WORK ITEM ::
Among the lines below, list those containing the string "dark".

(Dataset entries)
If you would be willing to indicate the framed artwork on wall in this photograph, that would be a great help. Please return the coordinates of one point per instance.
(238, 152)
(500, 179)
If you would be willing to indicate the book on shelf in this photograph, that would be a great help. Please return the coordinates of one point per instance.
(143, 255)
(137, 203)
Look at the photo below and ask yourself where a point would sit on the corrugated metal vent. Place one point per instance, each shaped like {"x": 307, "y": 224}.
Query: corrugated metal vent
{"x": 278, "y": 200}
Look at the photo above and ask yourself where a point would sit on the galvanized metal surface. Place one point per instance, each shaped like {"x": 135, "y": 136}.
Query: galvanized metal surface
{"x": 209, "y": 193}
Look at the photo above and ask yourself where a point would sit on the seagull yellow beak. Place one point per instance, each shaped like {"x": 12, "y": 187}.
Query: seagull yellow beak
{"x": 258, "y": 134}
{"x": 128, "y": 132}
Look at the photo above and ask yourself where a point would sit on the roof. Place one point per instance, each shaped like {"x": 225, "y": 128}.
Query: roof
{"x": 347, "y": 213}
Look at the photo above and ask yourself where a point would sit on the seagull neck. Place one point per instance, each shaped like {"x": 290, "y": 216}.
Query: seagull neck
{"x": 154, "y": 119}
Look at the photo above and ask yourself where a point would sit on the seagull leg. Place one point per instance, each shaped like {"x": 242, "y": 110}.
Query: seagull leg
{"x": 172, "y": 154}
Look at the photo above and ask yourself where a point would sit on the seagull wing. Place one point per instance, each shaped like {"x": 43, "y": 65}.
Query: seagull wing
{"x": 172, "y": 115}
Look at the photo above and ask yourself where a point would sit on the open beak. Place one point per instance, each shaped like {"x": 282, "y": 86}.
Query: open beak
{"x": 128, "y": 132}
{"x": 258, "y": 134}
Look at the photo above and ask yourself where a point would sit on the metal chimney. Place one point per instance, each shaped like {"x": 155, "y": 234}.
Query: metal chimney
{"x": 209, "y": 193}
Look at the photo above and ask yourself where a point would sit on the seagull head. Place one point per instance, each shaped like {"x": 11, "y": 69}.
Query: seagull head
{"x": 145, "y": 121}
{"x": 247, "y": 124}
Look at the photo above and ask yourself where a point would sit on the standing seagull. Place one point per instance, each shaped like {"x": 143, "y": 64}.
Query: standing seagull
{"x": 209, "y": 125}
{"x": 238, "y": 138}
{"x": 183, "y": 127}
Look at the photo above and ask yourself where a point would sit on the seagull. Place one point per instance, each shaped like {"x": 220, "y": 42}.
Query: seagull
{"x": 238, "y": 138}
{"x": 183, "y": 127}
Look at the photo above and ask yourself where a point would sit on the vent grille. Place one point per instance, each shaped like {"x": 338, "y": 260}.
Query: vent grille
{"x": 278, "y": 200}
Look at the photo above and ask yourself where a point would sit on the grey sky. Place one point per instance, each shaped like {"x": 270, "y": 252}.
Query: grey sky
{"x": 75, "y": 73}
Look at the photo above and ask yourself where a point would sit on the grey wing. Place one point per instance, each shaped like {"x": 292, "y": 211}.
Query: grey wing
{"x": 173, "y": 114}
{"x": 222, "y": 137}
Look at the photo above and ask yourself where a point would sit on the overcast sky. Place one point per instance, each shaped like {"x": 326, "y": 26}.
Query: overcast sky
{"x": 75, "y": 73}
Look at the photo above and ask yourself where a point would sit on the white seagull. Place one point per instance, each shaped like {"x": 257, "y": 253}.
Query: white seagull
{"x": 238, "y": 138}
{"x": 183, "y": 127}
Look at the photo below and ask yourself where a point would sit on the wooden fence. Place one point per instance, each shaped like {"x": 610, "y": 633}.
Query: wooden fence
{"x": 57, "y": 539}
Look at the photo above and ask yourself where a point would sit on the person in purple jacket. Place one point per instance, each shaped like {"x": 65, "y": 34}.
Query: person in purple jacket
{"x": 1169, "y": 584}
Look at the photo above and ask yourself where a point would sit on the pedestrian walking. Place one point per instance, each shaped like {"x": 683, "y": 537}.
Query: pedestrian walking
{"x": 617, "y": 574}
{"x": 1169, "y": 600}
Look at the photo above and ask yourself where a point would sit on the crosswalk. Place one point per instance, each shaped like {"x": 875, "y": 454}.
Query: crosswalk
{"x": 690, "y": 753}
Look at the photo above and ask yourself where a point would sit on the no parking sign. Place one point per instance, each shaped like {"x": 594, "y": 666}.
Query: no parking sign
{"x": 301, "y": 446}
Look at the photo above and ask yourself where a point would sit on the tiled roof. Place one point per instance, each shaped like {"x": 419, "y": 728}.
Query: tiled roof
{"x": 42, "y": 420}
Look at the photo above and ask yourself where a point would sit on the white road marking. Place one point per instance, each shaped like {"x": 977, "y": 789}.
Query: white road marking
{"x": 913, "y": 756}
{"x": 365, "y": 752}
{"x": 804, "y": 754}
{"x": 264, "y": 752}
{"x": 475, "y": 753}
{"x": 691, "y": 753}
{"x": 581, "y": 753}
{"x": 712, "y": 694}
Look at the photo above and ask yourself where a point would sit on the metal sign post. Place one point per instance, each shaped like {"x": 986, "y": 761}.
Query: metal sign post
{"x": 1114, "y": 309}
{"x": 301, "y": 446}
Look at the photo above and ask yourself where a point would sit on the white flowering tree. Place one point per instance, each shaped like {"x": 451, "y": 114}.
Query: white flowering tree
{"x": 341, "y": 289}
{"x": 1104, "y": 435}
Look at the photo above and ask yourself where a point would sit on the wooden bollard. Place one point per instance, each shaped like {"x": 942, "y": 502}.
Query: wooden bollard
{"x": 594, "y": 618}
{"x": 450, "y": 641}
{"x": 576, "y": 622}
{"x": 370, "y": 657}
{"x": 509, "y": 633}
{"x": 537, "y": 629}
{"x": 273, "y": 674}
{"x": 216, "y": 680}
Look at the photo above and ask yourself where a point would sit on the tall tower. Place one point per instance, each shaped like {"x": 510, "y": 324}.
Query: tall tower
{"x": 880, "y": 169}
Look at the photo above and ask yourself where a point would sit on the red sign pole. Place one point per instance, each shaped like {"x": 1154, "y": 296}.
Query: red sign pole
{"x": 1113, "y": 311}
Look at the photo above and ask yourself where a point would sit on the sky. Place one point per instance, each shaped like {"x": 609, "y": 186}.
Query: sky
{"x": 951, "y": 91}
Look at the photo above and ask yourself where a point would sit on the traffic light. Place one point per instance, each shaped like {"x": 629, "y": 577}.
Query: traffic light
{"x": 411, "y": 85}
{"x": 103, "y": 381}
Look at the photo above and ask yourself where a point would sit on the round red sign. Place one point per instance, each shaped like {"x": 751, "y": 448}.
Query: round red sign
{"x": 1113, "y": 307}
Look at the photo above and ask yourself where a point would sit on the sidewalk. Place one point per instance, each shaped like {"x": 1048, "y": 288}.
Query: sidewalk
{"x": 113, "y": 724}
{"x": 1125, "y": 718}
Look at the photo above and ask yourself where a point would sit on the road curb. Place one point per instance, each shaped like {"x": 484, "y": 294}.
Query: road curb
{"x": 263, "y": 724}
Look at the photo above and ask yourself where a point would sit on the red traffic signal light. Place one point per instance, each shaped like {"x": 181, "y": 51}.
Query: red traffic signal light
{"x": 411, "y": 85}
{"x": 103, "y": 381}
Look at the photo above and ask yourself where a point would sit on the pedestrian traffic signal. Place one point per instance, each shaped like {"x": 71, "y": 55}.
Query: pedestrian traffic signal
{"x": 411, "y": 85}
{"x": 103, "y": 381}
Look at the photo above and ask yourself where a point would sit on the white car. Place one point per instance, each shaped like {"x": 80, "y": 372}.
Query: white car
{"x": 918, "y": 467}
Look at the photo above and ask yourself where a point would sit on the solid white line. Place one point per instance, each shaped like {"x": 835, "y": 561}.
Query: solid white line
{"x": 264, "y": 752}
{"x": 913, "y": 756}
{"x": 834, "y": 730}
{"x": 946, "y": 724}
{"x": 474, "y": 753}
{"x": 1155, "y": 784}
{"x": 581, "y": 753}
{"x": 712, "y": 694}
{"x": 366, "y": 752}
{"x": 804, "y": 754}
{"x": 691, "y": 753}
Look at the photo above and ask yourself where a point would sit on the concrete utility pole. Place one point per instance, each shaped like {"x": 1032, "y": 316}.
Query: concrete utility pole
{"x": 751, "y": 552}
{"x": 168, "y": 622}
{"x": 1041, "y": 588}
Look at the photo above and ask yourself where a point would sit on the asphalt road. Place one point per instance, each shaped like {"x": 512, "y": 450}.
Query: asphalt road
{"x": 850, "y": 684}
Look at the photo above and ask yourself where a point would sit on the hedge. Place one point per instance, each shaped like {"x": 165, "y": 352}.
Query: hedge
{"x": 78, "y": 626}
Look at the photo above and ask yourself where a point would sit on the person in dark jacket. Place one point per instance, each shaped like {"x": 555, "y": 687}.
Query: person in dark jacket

SOLUTION ::
Look at the photo above and ask yourself where a point would sit on the person in dark jacket. Place one point per instance, each shaped like {"x": 555, "y": 687}.
Query: person in dark jacket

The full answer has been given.